_What to work on_
Express the entries below as a JSON list of strings, with one string for each line and blank lines left out.

_Location identification entries_
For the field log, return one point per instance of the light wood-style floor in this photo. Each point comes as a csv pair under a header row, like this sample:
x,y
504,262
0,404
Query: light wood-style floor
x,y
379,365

_Solution for this task_
[
  "For the field log, return one point per instance of the light wood-style floor in this photo. Each point comes as a csv pair under a header row, like this sample:",
  "x,y",
  "504,262",
  "0,404",
  "Query: light wood-style floor",
  "x,y",
  "379,365"
]